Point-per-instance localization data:
----------------------------------------

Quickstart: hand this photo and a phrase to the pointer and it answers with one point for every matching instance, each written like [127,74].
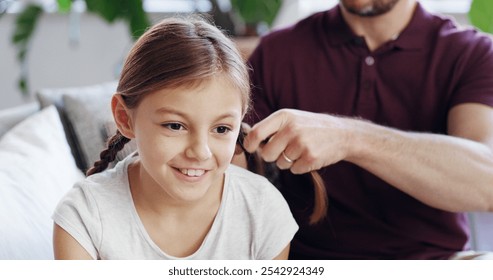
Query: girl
[181,96]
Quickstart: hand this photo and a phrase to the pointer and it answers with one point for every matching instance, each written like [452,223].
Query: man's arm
[450,172]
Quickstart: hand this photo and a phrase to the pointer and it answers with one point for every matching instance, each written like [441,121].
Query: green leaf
[256,11]
[64,5]
[132,11]
[137,17]
[481,15]
[107,9]
[25,24]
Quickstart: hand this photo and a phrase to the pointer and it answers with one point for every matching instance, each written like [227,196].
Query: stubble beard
[376,8]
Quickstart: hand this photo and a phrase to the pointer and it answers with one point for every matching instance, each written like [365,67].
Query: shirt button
[369,60]
[366,85]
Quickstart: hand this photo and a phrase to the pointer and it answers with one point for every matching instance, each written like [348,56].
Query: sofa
[46,146]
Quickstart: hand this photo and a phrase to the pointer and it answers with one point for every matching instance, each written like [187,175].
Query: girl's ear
[122,116]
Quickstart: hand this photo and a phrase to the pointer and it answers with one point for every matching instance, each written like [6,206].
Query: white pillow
[36,170]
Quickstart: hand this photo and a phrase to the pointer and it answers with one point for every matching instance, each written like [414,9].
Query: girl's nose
[199,148]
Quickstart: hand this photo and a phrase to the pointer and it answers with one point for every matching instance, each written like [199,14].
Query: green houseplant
[481,15]
[249,12]
[130,11]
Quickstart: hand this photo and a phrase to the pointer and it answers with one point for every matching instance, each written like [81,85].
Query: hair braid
[114,145]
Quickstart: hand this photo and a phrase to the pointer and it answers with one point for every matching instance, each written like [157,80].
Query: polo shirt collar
[411,38]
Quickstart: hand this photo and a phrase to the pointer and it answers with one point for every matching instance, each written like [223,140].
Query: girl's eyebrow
[169,110]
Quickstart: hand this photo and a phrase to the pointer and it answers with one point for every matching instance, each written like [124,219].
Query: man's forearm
[445,172]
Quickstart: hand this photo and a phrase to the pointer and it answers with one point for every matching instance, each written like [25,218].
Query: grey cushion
[12,116]
[86,108]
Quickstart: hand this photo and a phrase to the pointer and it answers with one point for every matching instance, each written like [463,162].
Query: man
[393,106]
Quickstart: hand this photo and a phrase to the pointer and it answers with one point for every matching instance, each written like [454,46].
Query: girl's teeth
[192,172]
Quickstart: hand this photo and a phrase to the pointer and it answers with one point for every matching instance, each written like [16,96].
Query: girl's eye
[173,126]
[222,129]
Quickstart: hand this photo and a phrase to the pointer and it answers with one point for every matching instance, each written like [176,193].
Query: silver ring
[286,158]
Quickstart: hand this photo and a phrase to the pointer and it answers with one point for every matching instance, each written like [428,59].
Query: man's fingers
[262,131]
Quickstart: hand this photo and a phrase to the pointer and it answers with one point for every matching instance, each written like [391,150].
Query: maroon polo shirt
[409,83]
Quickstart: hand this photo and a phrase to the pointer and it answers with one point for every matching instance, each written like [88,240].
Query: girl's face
[186,137]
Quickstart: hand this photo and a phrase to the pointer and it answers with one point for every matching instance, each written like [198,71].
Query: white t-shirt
[253,221]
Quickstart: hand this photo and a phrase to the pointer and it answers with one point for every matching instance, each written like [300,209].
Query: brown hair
[173,53]
[257,165]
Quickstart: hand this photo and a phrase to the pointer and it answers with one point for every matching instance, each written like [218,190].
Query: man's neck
[378,30]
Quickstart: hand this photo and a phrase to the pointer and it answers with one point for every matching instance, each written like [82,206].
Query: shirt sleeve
[476,66]
[277,225]
[77,213]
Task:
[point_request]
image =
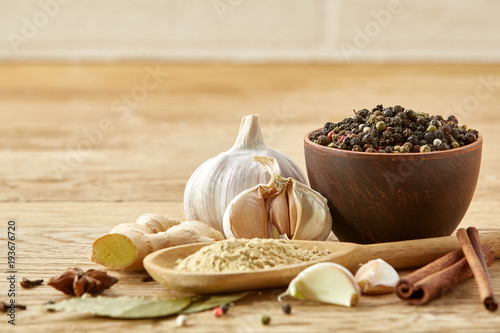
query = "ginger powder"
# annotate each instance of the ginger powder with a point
(240, 255)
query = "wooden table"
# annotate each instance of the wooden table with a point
(86, 147)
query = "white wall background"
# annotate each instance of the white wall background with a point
(251, 30)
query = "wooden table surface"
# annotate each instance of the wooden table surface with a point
(86, 147)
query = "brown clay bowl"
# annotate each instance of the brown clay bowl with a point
(391, 197)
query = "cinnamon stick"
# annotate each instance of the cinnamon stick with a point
(434, 279)
(469, 240)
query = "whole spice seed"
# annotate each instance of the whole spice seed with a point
(77, 282)
(27, 283)
(384, 128)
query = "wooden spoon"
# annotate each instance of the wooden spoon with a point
(401, 255)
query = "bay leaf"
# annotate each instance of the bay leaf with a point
(212, 301)
(123, 307)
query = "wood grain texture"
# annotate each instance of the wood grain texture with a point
(141, 162)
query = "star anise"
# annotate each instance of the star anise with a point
(77, 282)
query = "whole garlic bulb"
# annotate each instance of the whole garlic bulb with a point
(216, 182)
(283, 208)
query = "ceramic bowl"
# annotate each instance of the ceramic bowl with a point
(390, 197)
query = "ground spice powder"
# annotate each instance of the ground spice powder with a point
(240, 255)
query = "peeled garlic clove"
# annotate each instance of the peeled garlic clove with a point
(311, 216)
(325, 282)
(220, 179)
(250, 212)
(376, 277)
(278, 213)
(293, 210)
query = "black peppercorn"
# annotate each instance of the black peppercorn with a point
(470, 137)
(355, 141)
(452, 119)
(394, 129)
(388, 112)
(323, 140)
(429, 137)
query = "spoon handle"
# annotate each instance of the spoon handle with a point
(419, 252)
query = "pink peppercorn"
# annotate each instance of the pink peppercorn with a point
(217, 311)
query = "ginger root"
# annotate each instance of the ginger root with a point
(127, 244)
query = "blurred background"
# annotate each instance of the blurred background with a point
(251, 31)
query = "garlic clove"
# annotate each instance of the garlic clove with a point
(313, 220)
(250, 215)
(220, 179)
(278, 212)
(294, 211)
(376, 277)
(325, 282)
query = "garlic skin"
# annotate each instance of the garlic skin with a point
(377, 277)
(217, 181)
(283, 208)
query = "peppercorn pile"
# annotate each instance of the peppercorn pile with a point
(394, 130)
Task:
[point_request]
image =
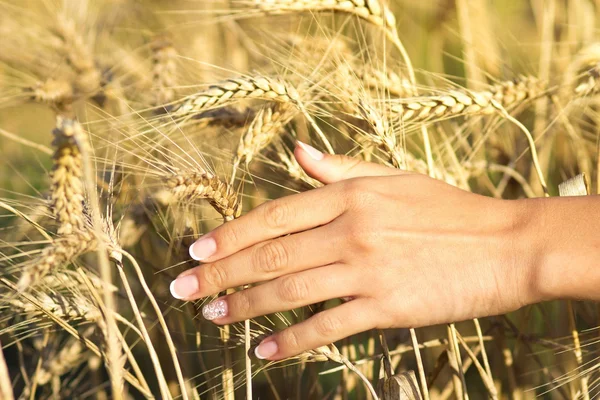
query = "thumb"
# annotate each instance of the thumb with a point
(329, 168)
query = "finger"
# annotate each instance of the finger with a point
(285, 293)
(275, 218)
(329, 168)
(262, 262)
(319, 330)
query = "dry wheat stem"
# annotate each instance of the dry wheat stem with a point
(235, 89)
(58, 254)
(55, 93)
(192, 186)
(331, 353)
(73, 332)
(488, 382)
(421, 369)
(268, 124)
(6, 389)
(163, 386)
(69, 357)
(247, 87)
(103, 243)
(67, 189)
(372, 11)
(161, 320)
(164, 70)
(456, 103)
(387, 82)
(382, 135)
(79, 55)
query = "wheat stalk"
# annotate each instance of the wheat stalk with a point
(192, 186)
(79, 55)
(456, 103)
(56, 93)
(55, 256)
(226, 92)
(164, 70)
(331, 353)
(67, 191)
(70, 356)
(382, 133)
(66, 307)
(267, 125)
(372, 11)
(387, 81)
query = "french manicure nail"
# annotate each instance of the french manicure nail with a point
(184, 287)
(215, 309)
(266, 350)
(312, 152)
(203, 248)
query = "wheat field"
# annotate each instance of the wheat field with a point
(129, 128)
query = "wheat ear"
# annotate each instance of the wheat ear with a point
(67, 186)
(222, 196)
(224, 93)
(55, 256)
(372, 11)
(164, 70)
(56, 93)
(268, 124)
(382, 133)
(388, 81)
(456, 103)
(331, 353)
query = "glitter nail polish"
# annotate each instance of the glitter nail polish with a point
(215, 309)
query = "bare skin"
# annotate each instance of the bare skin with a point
(410, 251)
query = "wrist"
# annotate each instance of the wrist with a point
(526, 246)
(560, 238)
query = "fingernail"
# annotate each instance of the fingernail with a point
(184, 287)
(203, 248)
(266, 350)
(312, 152)
(215, 309)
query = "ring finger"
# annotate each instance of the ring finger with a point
(261, 262)
(285, 293)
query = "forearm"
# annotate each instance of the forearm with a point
(563, 236)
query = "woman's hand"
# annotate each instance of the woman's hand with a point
(408, 250)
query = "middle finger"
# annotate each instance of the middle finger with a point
(261, 262)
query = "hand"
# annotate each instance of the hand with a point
(408, 250)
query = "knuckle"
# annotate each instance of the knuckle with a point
(240, 304)
(289, 340)
(327, 326)
(357, 192)
(293, 289)
(271, 257)
(361, 236)
(276, 214)
(215, 275)
(229, 234)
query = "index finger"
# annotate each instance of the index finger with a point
(291, 214)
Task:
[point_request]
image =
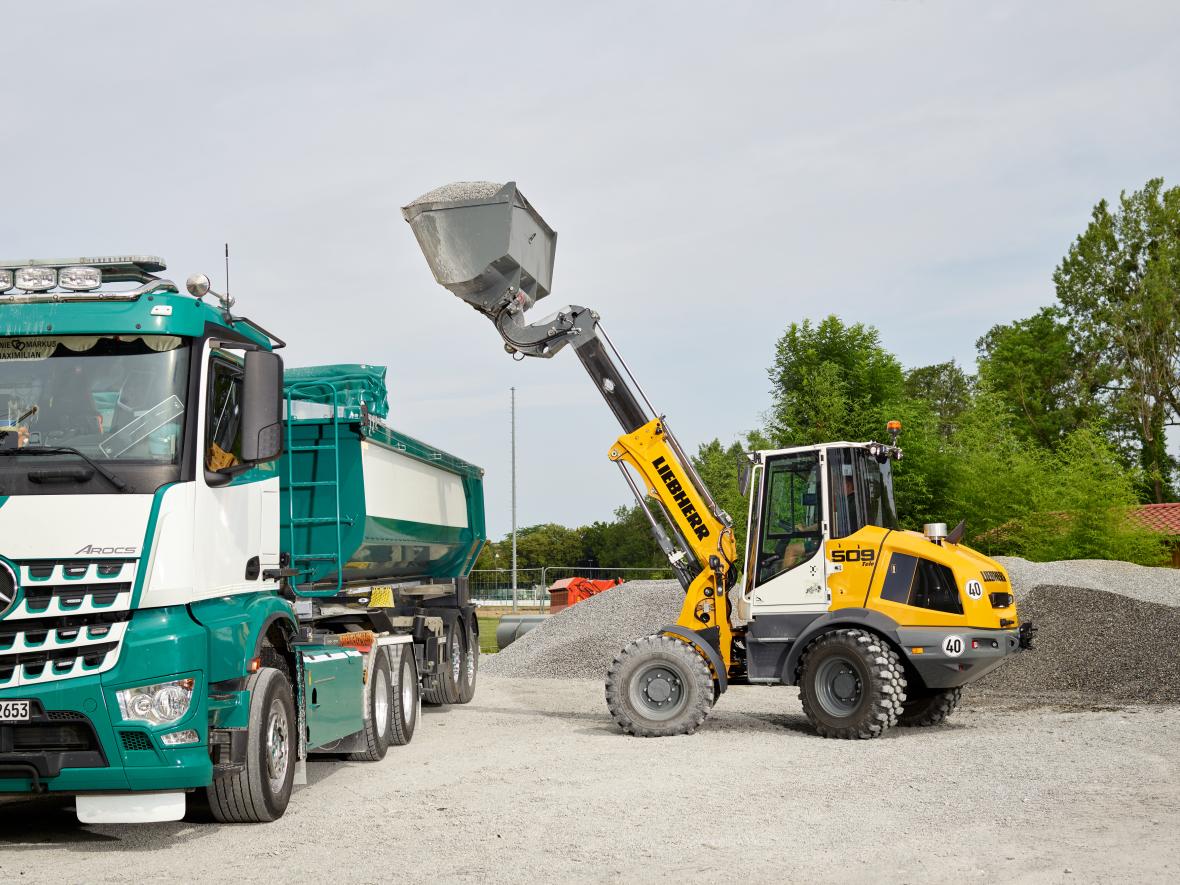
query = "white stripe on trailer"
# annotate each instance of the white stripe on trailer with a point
(398, 486)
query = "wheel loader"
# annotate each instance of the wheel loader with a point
(874, 624)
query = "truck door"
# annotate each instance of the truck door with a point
(236, 531)
(787, 571)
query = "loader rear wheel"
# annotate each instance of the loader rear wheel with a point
(851, 684)
(929, 706)
(657, 687)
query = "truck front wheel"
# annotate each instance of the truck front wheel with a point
(260, 792)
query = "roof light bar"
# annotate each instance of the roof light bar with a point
(79, 279)
(37, 279)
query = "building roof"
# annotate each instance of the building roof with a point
(1162, 518)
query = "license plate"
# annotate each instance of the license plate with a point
(13, 710)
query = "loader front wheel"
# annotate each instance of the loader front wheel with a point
(851, 684)
(659, 686)
(929, 707)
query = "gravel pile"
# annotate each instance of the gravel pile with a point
(459, 190)
(582, 641)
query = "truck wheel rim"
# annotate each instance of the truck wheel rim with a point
(407, 693)
(276, 746)
(381, 703)
(838, 687)
(657, 692)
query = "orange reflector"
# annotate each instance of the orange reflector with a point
(358, 638)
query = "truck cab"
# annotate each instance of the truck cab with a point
(148, 604)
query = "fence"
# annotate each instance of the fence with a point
(493, 587)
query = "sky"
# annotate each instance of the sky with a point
(715, 172)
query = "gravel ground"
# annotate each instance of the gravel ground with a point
(582, 641)
(532, 782)
(459, 190)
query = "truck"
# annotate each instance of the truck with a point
(210, 568)
(877, 625)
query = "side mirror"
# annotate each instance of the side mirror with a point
(262, 407)
(743, 478)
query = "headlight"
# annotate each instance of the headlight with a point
(79, 279)
(37, 279)
(156, 705)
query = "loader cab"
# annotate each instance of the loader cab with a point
(799, 499)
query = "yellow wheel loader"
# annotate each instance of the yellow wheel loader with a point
(876, 625)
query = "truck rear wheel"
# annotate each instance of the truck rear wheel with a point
(851, 684)
(446, 683)
(407, 700)
(657, 687)
(261, 791)
(470, 670)
(379, 721)
(929, 706)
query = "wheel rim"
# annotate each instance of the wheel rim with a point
(407, 690)
(838, 687)
(470, 657)
(381, 702)
(659, 692)
(277, 745)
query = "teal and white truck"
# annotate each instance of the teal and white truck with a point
(209, 569)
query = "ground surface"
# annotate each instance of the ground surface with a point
(531, 782)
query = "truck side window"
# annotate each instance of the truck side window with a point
(223, 438)
(791, 515)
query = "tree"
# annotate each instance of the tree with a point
(945, 387)
(1043, 382)
(831, 381)
(1119, 287)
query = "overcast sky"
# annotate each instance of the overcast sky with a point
(714, 171)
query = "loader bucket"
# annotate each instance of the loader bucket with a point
(484, 241)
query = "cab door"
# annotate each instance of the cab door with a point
(786, 572)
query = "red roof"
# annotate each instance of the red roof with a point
(1162, 518)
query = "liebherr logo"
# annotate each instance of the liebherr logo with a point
(681, 497)
(91, 550)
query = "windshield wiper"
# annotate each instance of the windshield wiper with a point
(113, 479)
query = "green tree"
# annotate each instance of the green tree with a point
(1119, 288)
(1038, 377)
(945, 387)
(1081, 505)
(831, 381)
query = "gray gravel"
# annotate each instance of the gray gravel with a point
(532, 782)
(582, 641)
(1138, 582)
(459, 190)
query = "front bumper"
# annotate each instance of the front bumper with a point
(161, 644)
(949, 657)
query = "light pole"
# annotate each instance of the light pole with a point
(513, 502)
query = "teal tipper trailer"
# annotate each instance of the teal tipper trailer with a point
(364, 503)
(210, 570)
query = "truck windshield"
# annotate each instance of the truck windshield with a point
(116, 398)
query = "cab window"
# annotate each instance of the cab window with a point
(223, 437)
(792, 512)
(922, 583)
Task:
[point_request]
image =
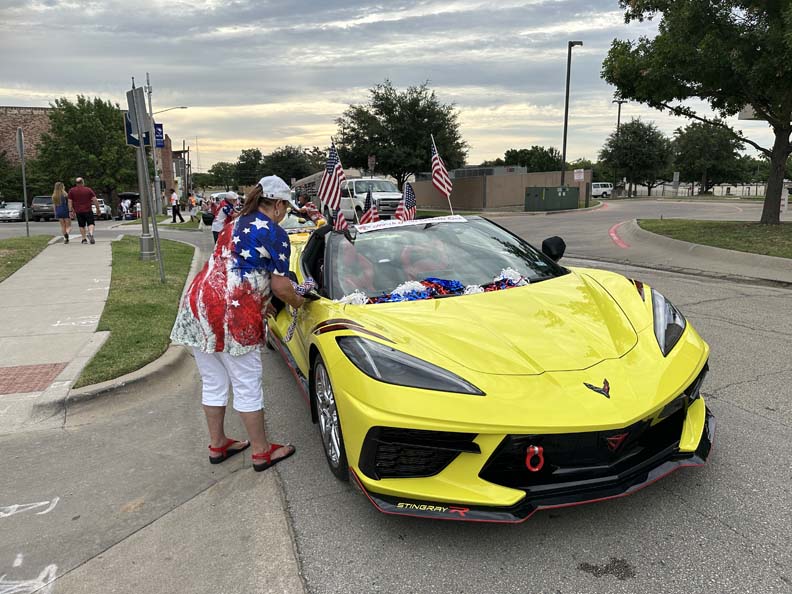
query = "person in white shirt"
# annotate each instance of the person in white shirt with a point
(175, 210)
(224, 213)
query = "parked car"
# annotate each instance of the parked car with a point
(41, 208)
(457, 372)
(105, 210)
(601, 189)
(384, 193)
(13, 211)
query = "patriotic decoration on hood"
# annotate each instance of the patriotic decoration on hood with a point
(440, 178)
(370, 214)
(406, 209)
(340, 224)
(330, 187)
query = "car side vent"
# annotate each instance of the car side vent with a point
(390, 452)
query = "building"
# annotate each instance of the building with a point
(34, 121)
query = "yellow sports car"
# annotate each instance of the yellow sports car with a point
(456, 372)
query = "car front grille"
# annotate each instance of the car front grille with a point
(577, 459)
(390, 452)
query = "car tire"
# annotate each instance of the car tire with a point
(329, 421)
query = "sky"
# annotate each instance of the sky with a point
(261, 73)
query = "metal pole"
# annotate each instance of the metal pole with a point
(157, 185)
(618, 152)
(570, 45)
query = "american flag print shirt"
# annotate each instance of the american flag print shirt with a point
(222, 310)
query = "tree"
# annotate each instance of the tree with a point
(640, 152)
(728, 53)
(395, 127)
(224, 174)
(86, 139)
(249, 167)
(535, 159)
(707, 153)
(289, 162)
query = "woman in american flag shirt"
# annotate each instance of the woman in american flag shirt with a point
(223, 315)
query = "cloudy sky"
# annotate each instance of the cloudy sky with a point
(261, 73)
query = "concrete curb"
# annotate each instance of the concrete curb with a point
(165, 364)
(763, 268)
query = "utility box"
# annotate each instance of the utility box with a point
(542, 199)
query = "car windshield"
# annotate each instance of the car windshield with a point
(376, 185)
(471, 255)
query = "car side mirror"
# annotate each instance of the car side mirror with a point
(553, 248)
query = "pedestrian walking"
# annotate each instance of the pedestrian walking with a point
(222, 317)
(60, 204)
(192, 205)
(81, 199)
(224, 213)
(175, 210)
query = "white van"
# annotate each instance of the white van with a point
(601, 189)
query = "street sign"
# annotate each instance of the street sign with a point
(132, 139)
(21, 144)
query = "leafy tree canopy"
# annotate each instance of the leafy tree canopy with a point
(728, 53)
(249, 167)
(709, 154)
(86, 139)
(639, 152)
(395, 126)
(224, 174)
(535, 159)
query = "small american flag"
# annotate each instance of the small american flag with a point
(370, 214)
(340, 224)
(406, 209)
(330, 187)
(440, 178)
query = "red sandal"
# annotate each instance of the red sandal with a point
(267, 456)
(225, 452)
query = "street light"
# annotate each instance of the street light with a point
(618, 152)
(164, 110)
(570, 45)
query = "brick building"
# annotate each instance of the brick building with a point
(34, 122)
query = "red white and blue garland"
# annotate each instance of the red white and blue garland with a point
(432, 288)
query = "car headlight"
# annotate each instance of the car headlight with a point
(668, 321)
(395, 367)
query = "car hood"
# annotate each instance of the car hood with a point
(562, 324)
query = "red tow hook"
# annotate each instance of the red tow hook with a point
(534, 452)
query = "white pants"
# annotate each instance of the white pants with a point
(243, 372)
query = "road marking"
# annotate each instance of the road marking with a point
(613, 232)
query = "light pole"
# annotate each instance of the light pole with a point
(618, 152)
(570, 45)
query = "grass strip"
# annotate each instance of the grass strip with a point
(140, 310)
(18, 251)
(742, 236)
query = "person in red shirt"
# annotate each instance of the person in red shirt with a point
(81, 199)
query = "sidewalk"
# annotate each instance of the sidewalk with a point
(52, 307)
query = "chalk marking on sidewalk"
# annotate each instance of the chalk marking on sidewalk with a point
(613, 232)
(9, 510)
(41, 583)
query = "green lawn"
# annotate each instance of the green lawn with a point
(140, 311)
(18, 251)
(769, 240)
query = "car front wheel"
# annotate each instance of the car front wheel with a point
(329, 422)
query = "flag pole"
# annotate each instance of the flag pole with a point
(448, 196)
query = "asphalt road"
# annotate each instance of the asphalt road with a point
(720, 528)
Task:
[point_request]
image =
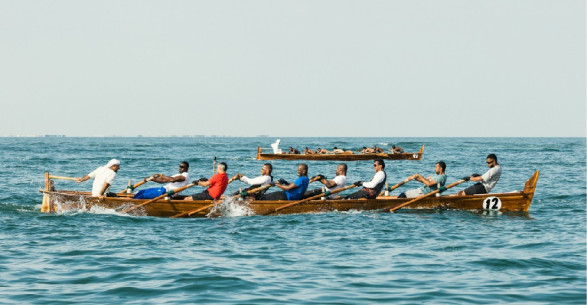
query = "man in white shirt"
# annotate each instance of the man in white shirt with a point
(487, 181)
(372, 188)
(256, 182)
(338, 182)
(173, 182)
(103, 177)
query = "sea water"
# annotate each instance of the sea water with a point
(408, 257)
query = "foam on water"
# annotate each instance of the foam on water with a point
(231, 208)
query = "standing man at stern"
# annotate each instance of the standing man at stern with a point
(103, 178)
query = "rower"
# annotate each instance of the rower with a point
(216, 185)
(430, 184)
(173, 182)
(338, 182)
(487, 181)
(256, 182)
(372, 188)
(291, 191)
(396, 150)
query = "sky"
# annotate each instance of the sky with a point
(451, 68)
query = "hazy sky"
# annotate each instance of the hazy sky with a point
(293, 68)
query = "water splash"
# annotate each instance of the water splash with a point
(231, 208)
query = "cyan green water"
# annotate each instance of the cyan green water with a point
(409, 257)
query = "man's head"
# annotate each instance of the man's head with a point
(222, 167)
(184, 166)
(341, 169)
(491, 160)
(378, 165)
(113, 165)
(266, 169)
(302, 169)
(440, 167)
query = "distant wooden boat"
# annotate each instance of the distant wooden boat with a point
(62, 201)
(340, 157)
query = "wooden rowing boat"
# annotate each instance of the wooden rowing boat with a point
(340, 157)
(62, 201)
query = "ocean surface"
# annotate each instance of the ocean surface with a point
(408, 257)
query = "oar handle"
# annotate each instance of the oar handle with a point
(255, 190)
(327, 193)
(63, 178)
(134, 186)
(235, 177)
(169, 193)
(424, 196)
(410, 178)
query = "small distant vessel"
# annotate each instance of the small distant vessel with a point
(340, 157)
(62, 201)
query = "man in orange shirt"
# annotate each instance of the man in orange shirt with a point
(216, 185)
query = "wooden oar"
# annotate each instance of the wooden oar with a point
(170, 193)
(132, 187)
(410, 178)
(327, 193)
(442, 189)
(242, 194)
(232, 179)
(63, 178)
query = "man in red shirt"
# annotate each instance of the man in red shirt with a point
(216, 185)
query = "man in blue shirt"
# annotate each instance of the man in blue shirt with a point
(291, 191)
(430, 184)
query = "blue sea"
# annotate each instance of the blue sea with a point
(407, 257)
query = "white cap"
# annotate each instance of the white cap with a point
(113, 162)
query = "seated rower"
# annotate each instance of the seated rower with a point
(291, 191)
(174, 182)
(337, 150)
(256, 182)
(372, 188)
(367, 150)
(430, 184)
(396, 150)
(487, 181)
(216, 185)
(338, 182)
(377, 150)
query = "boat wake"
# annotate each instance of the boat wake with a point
(80, 207)
(231, 208)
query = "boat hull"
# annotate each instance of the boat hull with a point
(341, 157)
(61, 201)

----------------------------------------

▶ _What is expected_
Every line from the line containing "Query: hair braid" through the line containing "written like [223,140]." in the records above must be retyped exactly. Leave out the rest.

▶ _Solution for this problem_
Query: hair braid
[114,145]
Quickstart: hand this photo and a phrase to the pointer and it answers with one point for every matching instance, each written like [157,80].
Query: polo shirt collar
[411,38]
Quickstart: hand this photo and a phrase to the pointer and it answers with one point for every matching instance, each written like [223,140].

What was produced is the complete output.